Data entries:
☆ ☆ ☆ ☆

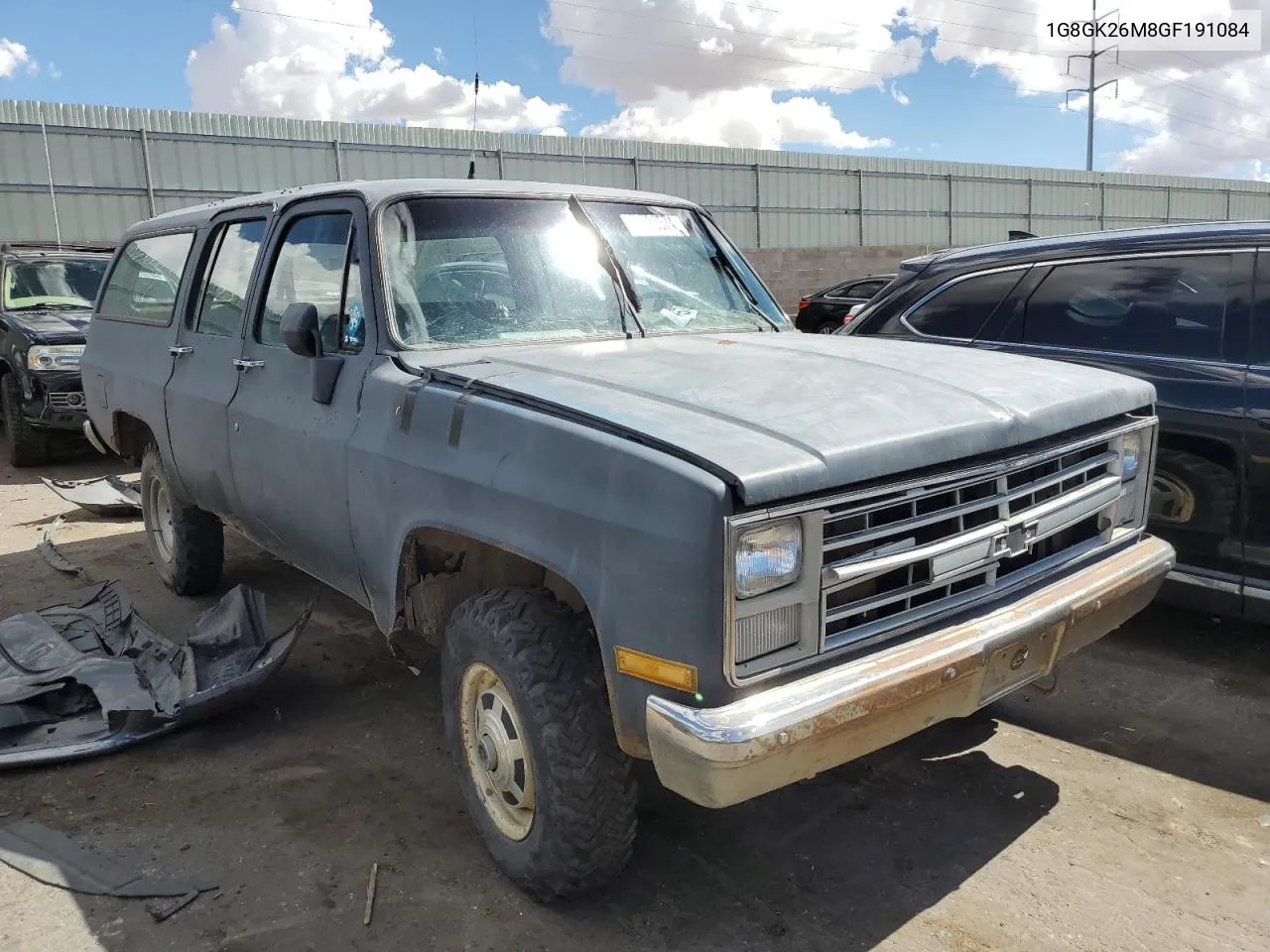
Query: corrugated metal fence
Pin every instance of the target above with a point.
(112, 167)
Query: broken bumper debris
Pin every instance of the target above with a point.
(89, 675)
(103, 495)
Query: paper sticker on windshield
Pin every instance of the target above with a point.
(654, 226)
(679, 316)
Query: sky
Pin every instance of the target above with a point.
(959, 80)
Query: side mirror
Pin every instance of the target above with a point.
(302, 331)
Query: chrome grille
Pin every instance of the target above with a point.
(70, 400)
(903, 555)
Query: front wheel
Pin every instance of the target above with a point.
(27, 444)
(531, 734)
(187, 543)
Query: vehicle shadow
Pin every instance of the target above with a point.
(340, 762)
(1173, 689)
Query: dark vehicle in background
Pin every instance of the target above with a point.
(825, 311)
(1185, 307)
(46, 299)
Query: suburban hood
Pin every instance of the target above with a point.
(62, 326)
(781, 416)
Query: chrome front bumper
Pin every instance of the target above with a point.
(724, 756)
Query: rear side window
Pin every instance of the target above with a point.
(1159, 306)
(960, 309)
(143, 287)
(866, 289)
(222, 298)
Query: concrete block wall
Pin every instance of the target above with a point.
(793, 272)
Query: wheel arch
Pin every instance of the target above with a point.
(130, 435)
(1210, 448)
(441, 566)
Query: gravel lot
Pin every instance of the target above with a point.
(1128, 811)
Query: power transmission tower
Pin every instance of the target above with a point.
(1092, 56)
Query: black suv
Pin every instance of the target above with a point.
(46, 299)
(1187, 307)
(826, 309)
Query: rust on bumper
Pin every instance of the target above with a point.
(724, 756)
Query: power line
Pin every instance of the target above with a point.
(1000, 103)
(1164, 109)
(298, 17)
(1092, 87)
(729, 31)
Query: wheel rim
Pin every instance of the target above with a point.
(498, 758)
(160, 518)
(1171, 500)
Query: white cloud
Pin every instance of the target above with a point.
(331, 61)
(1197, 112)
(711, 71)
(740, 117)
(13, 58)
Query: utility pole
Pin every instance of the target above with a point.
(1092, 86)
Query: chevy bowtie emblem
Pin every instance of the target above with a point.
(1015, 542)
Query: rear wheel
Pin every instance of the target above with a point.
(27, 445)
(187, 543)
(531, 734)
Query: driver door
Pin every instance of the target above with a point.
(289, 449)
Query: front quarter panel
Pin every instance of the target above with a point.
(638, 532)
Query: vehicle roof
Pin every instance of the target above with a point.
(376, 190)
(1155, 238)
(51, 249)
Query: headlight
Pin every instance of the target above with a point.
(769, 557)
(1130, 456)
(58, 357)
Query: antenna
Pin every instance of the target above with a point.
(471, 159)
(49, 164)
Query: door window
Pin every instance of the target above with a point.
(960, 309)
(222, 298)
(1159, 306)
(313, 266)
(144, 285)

☆ ☆ ☆ ☆

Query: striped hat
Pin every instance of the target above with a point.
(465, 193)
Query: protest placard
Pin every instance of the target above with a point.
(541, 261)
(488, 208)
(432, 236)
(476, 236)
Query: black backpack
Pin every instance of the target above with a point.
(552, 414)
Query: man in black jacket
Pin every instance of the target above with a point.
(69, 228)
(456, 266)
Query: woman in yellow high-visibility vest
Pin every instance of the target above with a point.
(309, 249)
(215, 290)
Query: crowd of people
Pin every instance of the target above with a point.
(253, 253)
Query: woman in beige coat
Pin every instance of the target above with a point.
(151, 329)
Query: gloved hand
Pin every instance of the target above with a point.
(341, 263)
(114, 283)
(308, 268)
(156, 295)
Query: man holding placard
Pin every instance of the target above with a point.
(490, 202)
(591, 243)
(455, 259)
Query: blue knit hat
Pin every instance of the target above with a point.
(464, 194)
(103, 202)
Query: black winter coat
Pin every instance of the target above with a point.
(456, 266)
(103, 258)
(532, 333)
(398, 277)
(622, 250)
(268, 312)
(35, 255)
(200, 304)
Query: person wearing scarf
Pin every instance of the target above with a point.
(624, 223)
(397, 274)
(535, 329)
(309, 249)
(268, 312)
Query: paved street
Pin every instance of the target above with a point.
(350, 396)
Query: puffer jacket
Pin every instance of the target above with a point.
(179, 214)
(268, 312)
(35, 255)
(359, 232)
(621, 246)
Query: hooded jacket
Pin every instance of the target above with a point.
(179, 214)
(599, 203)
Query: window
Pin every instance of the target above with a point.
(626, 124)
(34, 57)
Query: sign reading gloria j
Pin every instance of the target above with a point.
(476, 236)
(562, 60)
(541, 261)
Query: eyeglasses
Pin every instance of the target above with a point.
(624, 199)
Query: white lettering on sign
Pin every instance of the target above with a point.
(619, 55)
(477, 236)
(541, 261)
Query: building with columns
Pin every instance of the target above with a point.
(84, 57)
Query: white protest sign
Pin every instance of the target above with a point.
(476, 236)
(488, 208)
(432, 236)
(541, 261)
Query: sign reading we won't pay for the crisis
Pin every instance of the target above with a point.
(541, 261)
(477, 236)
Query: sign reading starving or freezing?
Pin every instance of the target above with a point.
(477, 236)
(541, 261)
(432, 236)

☆ ☆ ☆ ☆

Assigned task
Look back at the entries above. Retype the line with "Query: corrugated metal fence", the line with "Query: chrome grille", and all lines in between.

Result
Query: corrugated metal fence
Pin every instance of the target above with a point.
(112, 167)
Query: broken bumper debris
Pin every instance of the target above with a point.
(89, 675)
(103, 495)
Query: paper sticker on windshield
Pin every instance of the target above with a point.
(654, 226)
(679, 316)
Query: sky
Pin every instance of the target above with a point.
(959, 80)
Query: side mirror
Pin every instance of the target above with a point.
(302, 331)
Query: chrome grille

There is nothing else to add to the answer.